**Your objective:**
All entries should be output exactly as they stand.

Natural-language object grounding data
☆ ☆ ☆ ☆
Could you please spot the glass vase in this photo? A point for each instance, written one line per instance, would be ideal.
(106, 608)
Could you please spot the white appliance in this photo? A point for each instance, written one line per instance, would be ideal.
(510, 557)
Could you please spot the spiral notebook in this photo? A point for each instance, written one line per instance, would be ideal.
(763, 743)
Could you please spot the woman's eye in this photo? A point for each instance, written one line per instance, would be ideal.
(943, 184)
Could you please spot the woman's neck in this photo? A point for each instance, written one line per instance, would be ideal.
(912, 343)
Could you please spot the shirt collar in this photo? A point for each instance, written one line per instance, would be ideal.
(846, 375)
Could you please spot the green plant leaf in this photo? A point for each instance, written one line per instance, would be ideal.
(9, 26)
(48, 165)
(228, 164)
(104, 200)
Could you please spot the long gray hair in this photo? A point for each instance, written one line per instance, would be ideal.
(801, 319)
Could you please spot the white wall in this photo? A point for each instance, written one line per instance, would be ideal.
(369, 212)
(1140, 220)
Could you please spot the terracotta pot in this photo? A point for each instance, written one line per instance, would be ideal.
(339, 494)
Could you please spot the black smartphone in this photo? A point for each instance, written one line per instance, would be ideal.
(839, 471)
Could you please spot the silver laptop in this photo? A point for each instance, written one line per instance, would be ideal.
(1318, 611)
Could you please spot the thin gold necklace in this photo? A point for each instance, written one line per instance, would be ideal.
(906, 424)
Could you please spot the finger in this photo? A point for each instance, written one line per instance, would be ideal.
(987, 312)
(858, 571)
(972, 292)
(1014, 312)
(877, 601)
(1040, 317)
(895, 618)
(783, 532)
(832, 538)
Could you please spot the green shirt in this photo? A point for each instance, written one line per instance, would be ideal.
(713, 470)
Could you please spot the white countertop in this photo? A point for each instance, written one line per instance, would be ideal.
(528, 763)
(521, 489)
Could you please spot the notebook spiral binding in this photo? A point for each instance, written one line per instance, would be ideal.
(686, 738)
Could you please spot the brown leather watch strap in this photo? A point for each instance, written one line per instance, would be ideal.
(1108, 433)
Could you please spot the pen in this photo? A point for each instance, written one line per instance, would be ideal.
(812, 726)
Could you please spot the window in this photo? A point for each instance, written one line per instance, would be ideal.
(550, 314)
☆ ☆ ☆ ☆
**Task answer:**
Could you please spot the glass vase in this photo? A point for each instance, written one line per instance, would be ideal.
(106, 608)
Could you please spot the white appliance in this photo? A point for each instance, written one line per instance, would be ideal.
(510, 557)
Could you please spot the spiral notebook in this photo? A point for each instance, written one line per instance, would be ideal.
(763, 743)
Could you please spot the woman's eye in this photo? A point for each instance, written one line per instance, would be ideal.
(943, 184)
Could you please spot the woman's neck in this photo? A point for each instance, written one line per instance, would be ideal.
(912, 343)
Could you please spot the shirt collar in this photo? A point for each instance, written one line per instance, would be ideal.
(846, 375)
Could you please spot the green plant leaf in this photo? A point for each instance, written one line per instance, would be ideal.
(9, 26)
(48, 165)
(228, 164)
(104, 200)
Could you please spot the long gray hair in this photo? A point for each instance, written one line per instance, would be ideal.
(801, 319)
Could you please spot the white wall in this photo? A point for each instance, written one line per instance, would be ideal.
(369, 212)
(1140, 220)
Could you please spot the terracotta pot in this photo? A point for each instance, written one line per instance, would be ideal.
(339, 494)
Could you please spot the black smartphone in this photo? A point for each instance, written one line per instance, would be ideal.
(839, 471)
Could you please spot the silver laptop in this photo? A point for each instance, written one line per instance, would be ideal.
(1318, 611)
Could you please spot the thin gold necklace in this photo? A point for each instance, written one line per instance, would be ideal.
(906, 424)
Could you please spot the finger in this photo? A point for each instance, written one line per instance, would be ideal.
(987, 312)
(858, 571)
(972, 292)
(1014, 312)
(877, 601)
(1040, 317)
(895, 618)
(783, 532)
(832, 538)
Could you please spot the green shirt in this photo? A point for each instance, written one line per instance, would be ideal.
(713, 470)
Could you please spot the white countertop in this photo? A point for each instance, written one line per instance, would be ideal.
(528, 763)
(521, 489)
Could you please spot the notebook spiral binding in this photo? A point for each instance, written one line per instance, would be ideal.
(686, 738)
Could you please spot the brown leather watch strap in this photo? A point for each instance, written one line per instance, would be ideal.
(1108, 433)
Could you please spot the pen in this photo? A point for each instance, written one line per instance, would be ideal.
(812, 726)
Could you please spot the window in this photo? A point for each instance, written one line per instance, would be ideal.
(550, 314)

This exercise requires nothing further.